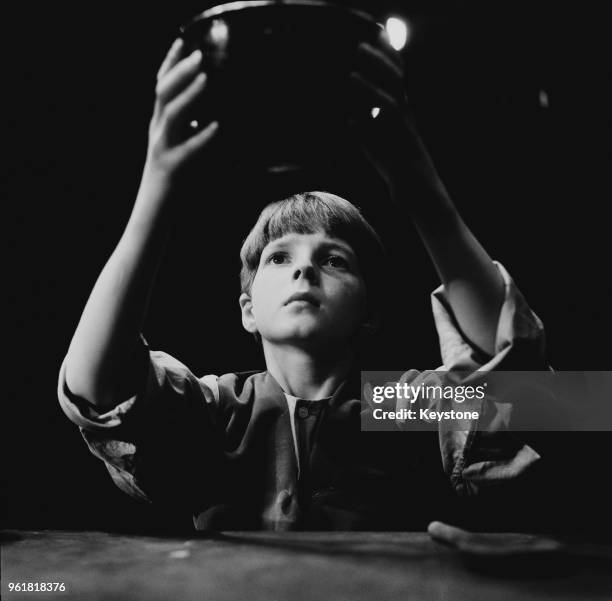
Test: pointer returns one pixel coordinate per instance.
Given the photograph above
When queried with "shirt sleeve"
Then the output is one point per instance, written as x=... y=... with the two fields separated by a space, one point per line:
x=486 y=453
x=162 y=443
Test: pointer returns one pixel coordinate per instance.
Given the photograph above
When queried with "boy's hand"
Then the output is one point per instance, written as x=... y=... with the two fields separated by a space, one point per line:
x=171 y=140
x=390 y=139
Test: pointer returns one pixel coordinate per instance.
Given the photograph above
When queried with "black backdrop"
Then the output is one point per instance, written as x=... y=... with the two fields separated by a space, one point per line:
x=511 y=100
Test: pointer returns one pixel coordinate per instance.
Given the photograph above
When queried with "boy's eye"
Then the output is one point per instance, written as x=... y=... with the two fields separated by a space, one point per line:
x=277 y=258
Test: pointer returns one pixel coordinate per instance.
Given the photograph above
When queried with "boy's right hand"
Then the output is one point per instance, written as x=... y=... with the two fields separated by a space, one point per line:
x=180 y=83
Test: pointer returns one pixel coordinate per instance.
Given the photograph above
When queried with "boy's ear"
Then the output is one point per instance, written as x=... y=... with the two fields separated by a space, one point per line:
x=372 y=323
x=248 y=319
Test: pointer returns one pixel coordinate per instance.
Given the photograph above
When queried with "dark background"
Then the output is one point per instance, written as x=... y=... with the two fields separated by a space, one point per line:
x=531 y=178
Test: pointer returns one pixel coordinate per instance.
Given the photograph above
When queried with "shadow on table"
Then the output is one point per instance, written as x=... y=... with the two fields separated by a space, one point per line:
x=573 y=566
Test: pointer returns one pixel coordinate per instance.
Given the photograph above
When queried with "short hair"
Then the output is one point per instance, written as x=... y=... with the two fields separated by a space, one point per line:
x=308 y=213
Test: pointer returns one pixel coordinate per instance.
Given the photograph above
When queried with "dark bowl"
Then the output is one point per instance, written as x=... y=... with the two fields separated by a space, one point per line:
x=279 y=79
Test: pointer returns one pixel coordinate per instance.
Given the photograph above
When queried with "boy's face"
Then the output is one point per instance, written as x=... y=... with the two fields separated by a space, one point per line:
x=308 y=291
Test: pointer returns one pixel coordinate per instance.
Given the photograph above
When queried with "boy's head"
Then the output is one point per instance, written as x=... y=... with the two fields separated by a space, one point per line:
x=310 y=274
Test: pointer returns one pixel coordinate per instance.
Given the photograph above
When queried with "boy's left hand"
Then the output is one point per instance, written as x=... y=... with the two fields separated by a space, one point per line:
x=390 y=139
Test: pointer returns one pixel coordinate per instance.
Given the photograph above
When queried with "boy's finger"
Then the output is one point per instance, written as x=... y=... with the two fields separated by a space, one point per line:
x=173 y=56
x=201 y=139
x=176 y=109
x=179 y=77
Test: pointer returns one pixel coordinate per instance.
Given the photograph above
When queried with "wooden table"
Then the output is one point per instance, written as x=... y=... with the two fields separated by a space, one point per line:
x=241 y=566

************

Exercise = Repeat each entry exactly as it appears; skip any picture.

Reply =
Test: pointer returns one pixel coordinate per instance.
Given the photograph above
When queried with "shirt sleeve"
Then the output is one point per instance, written as x=... y=... with the two fields separated by a space, one point per line:
x=486 y=453
x=162 y=443
Test: pointer returns one pixel coordinate per instance.
Given the photograph above
When queried with "boy's hand"
Then the output is one point per instance, written as x=... y=... with the two fields separated by a space, one point per line:
x=171 y=140
x=390 y=139
Test: pointer returns one pixel coordinate per instance.
Given the photograph above
When queried with "black backdrop"
Then the output is one point per instance, written as x=... y=... with the two fields separated by a space, one point per line:
x=511 y=100
Test: pointer returns one pixel coordinate per instance.
Given the photograph above
When queried with "boy's eye"
Then the output is one point per instance, written as x=... y=... with the two fields separated by a space, one point per line:
x=277 y=258
Test: pointer returns one pixel coordinate per instance.
Given the photograph above
When queried with "boy's right hand"
Then the output is one point per instance, written as x=... y=... with the two fields separated by a space, one point per line:
x=180 y=83
Test: pointer returns one pixel coordinate per instance.
Given the photograph above
When queried with "boy's ear"
Then the output is one point per instance, written as x=... y=... with the two fields separated by a space, one point per line:
x=372 y=323
x=248 y=319
Test: pointer returns one pixel coordinate per instance.
Given the photograph above
When queried with "dark background"
Then the output is one point per instance, written as x=... y=... with the two fields separated by a space, one point per line:
x=531 y=178
Test: pointer returns one pixel coordinate per instance.
Given the photograph above
When queried with "shadow on table"
Then the output is one point per instance, written as x=... y=... with the two fields separated by a space, one point per line:
x=573 y=566
Test: pointer returns one pixel coordinate per instance.
Given the photograph above
When queried with "short hair"
Then the output is one point per instance, written as x=... y=... with the two fields separated by a space, one point per line:
x=308 y=213
Test: pointer returns one pixel coordinate per instance.
Given the photograph above
When queried with "dark bowl"
Then the output is one point per instance, written as x=... y=... with the two fields separated by a space, one point per line:
x=279 y=79
Test: pointer returns one pixel coordinate per instance.
Given the photograph above
When queried with "boy's face"
Then the output is one point per instance, written as x=... y=... with the two fields separated by a space, one point per line:
x=308 y=291
Test: pointer returns one pixel coordinate per instance.
Given the photograph above
When queried with "boy's head"
Then the output is one point per instance, written as x=... y=... with the two fields separated by a space, one point per line:
x=310 y=274
Test: pointer returns one pixel coordinate per instance.
Given the photograph above
When queried with "boy's left hand"
Then the output is one point per instance, written as x=... y=... with the two fields separated by a space, one point per line:
x=390 y=139
Test: pointer returns one pixel coordinate per instance.
Given the photograph above
When queried with "boy's finger"
Then the output is one point per instance, written as x=... y=... with the two fields separated by a space, one point per line:
x=173 y=56
x=201 y=139
x=176 y=109
x=179 y=77
Test: pointer returns one pixel coordinate per instance.
Given the photograph above
When queried with "wooden table"
Then the output is one point per instance, written as x=... y=... with the two fields separated by a space, one point per line:
x=241 y=566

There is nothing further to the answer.